17/1/2014, [*] Pepe Escobar, Asia Times Online
Traduzido pelo pessoal da Vila Vudu
Pier Paolo Pasolini |
BOLONHA – Nas primeiras horas da manhã de
2/11/1975, em Idroscalo, numa favela imunda e miserável em Ostia, nos arredores
de Roma, foi encontrado o corpo de Pier Paolo Pasolini, 53 anos, uma usina
intelectual e um dos maiores cineastas dos anos 1960s e 1970s; fora severamente
espancado e duas vezes esmagado pelas rodas do seu próprio Alfa Romeo.
Difícil conceber mais dolorosa,
aterradora, mistura moderna de tragédia grega e iconografia renascentista; em
cenário que parecia copiado de filme de Pasolini, o autor foi imolado como seu
principal personagem em Mamma Roma (1962) jazendo na prisão à maneira do
Cristo Morto, também conhecido como “A
lamentação do corpo de Cristo”, de Andrea Mantegna.
A lamentação do corpo de Cristo |
Provavelmente, um encontro gay que
deu terrivelmente errado; um jovem marginal de 17 anos foi acusado pelo
assassinato, mas ele também tinha ligações com neofascistas italianos. A
verdadeira história jamais foi divulgada. O que emergiu é que “a nova Itália” –
os pós-efeitos de uma nova revolução capitalista – matou Pasolini.
Pasolini só poderia ter saído à caça de
estrelas, ao sair graduado em literatura da Universidade de Bolonha – a mais
antiga do mundo –, em 1943. Hoje, um Pasolini é absolutamente impensável. Seria
alguma espécie de OIVNI (Objeto Intelectual Voador Não Identificado). O
intelectual total – poeta, dramaturgo, pintor, músico, autor de ficção, teórico
da literatura, cineasta e analista político.
Para italianos cultos, foi essencialmente
poeta (o que, há algumas décadas, era imenso elogio...) Em sua obra-prima Ceneri
di Gramsci (1952) [Cinzas de Gramsci], [1] Pasolini traça notável paralelo, em
termos de ânsia por um ideal heroico, entre Gramsci e Shelley – que estão
enterrados no mesmo cemitério em Roma. Justiça poética. [2]
Então saltou sem dificuldade, da palavra
à imagem. O jovem Martin Scorsese ficou embasbacado quando assistiu pela
primeira vez a Accattone (1961); para nem falar do jovem Bernardo
Bertolucci, que aprendia ao vivo, como cameraman de Pasolini. No mínimo,
não haveria Scorsese, Bertolucci, ou, para não parar por aí, Fassbinder, Abel
Ferrara e incontáveis outros, sem Pasolini.

● ● ● ●

Problemas a resolver ▸
1. Por favor, liste todas as obras de Pasolini que o texto sobre Pasolini cita acompanhadas do ano, com o respectivo ano.
2. Continue o texto sobre Pasolini a partir da última frase apresentada.
As linhas abaixo não têm relação com o texto sobre Pasolini.

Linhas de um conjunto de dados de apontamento
● ● ● ●

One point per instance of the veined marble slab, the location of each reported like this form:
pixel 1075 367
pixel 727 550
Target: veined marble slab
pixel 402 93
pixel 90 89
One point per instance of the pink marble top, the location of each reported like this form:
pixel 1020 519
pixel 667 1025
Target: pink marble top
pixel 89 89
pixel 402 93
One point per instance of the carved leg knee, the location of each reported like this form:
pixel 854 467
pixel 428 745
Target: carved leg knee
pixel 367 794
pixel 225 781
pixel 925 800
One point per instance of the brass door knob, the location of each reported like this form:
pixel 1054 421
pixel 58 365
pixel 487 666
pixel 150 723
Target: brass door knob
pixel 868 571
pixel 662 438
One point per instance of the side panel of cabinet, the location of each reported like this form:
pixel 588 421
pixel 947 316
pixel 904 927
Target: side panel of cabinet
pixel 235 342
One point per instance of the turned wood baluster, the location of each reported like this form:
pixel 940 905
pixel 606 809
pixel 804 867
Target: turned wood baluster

● ● ● ●

Problemas resolvidos ▸
1.
Mamma Roma (1962)
Ceneri di Gramsci (1952)
Accattone (1961)

2.
E especialmente hoje, quando flanamos 24
horas/dia, sete dias por semana, em nossa medíocre Feira da Vaidade, é
impossível não simpatizar com o método de Pasolini – que muda de direção, de
crítica ácida (sulfúrica) da burguesia (como em Teorema e Porcile [Pocilga]),
para buscar refúgio nos clássicos (sua fase das tragédias gregas) e nos
medievais, fascinantes, da “Trilogia da Vida” – adaptações do Decameron (1971),
Contos de Canterbury (1972) e As Mil e Uma Noites (1974).
Teorema |
Também não é surpresa que Pasolini decida
sair da Itália decadente, corrupta, para filmar no Terceiro Mundo – na
Cappadocia, Turquia, para Medea; e no Iêmem para As Mil e Uma Noites.
Bertolucci adiante faria o mesmo, filmando no Marrocos (O céu que nos
protege), no Nepal (seu épico Buda) e na China (O último
imperador), seu formidável triunfo holliwoodiano.
E então veio o inclassificável Salo,
ou Os 120 Dias de Sodoma, último filme de Pasolini, torturado,
devastador, distribuído apenas uns poucos meses depois do assassinato, proibido
durante anos em vários países e impiedoso, ao extrapolar para muito além o
flerte da Itália (e da cultura ocidental) com o fascismo.
Entre 1973 e 1975, Pasolini escreveu
várias colunas para o Corriere della Sera, jornal de Milão,
publicados como Scritti Corsari em 1975 e depois como Lettere
luterane, postumamente, em 1976. [3]
O tema que engloba tudo é a “mutação antropológica” da Itália moderna, que
também pode ser lido como um microcosmo para todo o ocidente.
Sou de uma geração em que muitos eram
enlouquecidamente apaixonados por Pasolini na tela e no papel. À época, era claro
que aquelas colunas eram os RPGs [Role Playing Games] de um
intelectual extremamente arguto – mas supremamente solitário. Relidas hoje,
soam nada menos que proféticas.
Porcile (Pocilga) |
Examinando a dicotomia entre rapazes
burgueses e rapazes proletários – como Itália do Norte vs Itália do Sul
– Pasolini descobre nada menos que uma nova categoria, “difícil de descrever
(porque ninguém descreveu antes)” e para a qual ele não tinha “precedentes
linguísticos e terminológicos”. E há os “destinados à morte”. Um desses, pode
ter vindo a ser seu assassino em Idroscalo.
Como Pasolini argumentou, os novos
espécimes eram aqueles que, até meados dos 1950s teriam sido vítimas da
mortalidade infantil. A ciência interveio e salvou-os da morte física. São
portanto sobreviventes “e na vida deles há algo de contra natura”.
Portanto, Pasolini argumentava, filhos nascidos hoje não não, a priori,
“abençoados”; os que nascem “em excesso” são definitivamente “não abençoados”.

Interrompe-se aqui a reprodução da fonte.